» Dataset entries:
********

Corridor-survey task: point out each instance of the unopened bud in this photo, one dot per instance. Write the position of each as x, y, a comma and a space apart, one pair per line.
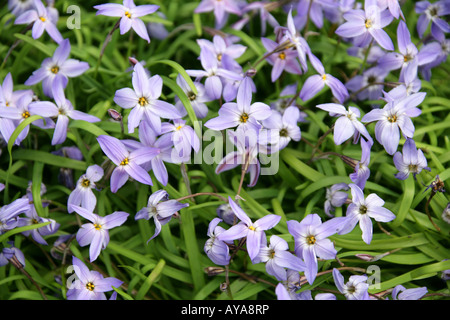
115, 115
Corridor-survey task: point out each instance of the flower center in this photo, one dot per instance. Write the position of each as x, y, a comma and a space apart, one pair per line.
90, 286
311, 240
392, 118
243, 118
363, 210
143, 101
191, 96
97, 226
283, 133
86, 183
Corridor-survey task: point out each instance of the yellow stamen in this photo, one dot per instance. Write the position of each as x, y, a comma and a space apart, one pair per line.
90, 286
143, 101
311, 240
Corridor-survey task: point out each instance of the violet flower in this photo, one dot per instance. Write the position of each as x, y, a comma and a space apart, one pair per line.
42, 20
285, 128
411, 160
335, 198
361, 171
58, 66
213, 72
277, 258
395, 116
361, 210
161, 209
89, 285
432, 12
83, 195
410, 56
311, 240
252, 231
148, 138
347, 124
129, 14
241, 113
9, 213
63, 110
246, 142
183, 137
285, 60
401, 293
221, 9
225, 53
128, 163
198, 101
143, 99
215, 249
96, 233
365, 25
356, 287
315, 83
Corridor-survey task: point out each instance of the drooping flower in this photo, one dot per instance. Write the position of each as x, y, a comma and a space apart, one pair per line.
432, 12
58, 66
246, 142
128, 163
355, 289
221, 9
129, 14
213, 72
63, 110
401, 293
216, 250
315, 83
410, 160
89, 285
361, 210
161, 209
347, 124
395, 116
365, 25
335, 198
83, 195
285, 60
252, 231
96, 234
311, 240
277, 258
241, 113
42, 19
144, 100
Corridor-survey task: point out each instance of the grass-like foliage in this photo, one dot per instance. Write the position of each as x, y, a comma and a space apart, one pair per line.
213, 150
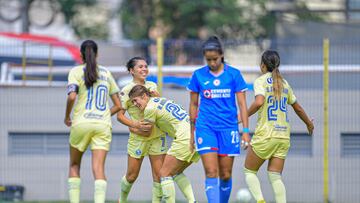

********

» Required action: In your copy, include no pictures, but reproduce all records exactly.

» Worked solution:
Corridor-survey task: point out each instance of the unopened bud in this photo, one dot per instance. Write the position of each as x, y, a comma and a space apart, one pair per line.
115, 115
Corridor-survey task: point out each instance of the flower center in this photo, one dot per instance. Write the position of each as x, y, a comma and a space apart, one pair per line.
90, 286
311, 240
392, 118
243, 118
363, 210
143, 101
191, 96
97, 226
283, 133
86, 183
Corridor-survey task: point out each instance of the yellow stamen in this photo, one dot per instance. Write the position of each as x, y, a comma and a space apart, one pair per line.
90, 286
143, 101
311, 240
Corridor-survey task: point out each instance of the violet flower in this photo, one dot per instance. Write the position of each as x, y, a comma and a space apart, one pair per line.
42, 20
285, 128
411, 160
335, 198
361, 171
58, 66
213, 72
277, 258
395, 116
361, 210
161, 209
89, 285
432, 12
83, 195
410, 56
311, 240
252, 231
148, 138
347, 124
129, 14
241, 113
9, 213
63, 110
246, 142
183, 137
285, 60
401, 293
221, 9
225, 53
128, 163
198, 101
143, 99
215, 249
96, 233
365, 25
356, 287
315, 83
Corridor-survey task: point out each instance of the drooping flower in this photo, one dot per instance. Write the position of each as x, y, a comma and a space apart, one pair per line.
432, 12
58, 66
246, 142
128, 163
355, 289
221, 9
129, 14
213, 72
63, 110
401, 293
216, 250
315, 83
410, 160
89, 285
361, 210
161, 209
347, 124
395, 116
365, 25
335, 198
83, 195
285, 60
252, 231
96, 234
311, 240
277, 258
241, 113
42, 19
144, 100
Corridor-survey task: point out each instance of the grass-like foliage in this photo, one dot per instance. Write the position of each as x, y, a comma and a space apart, one pair per line.
213, 150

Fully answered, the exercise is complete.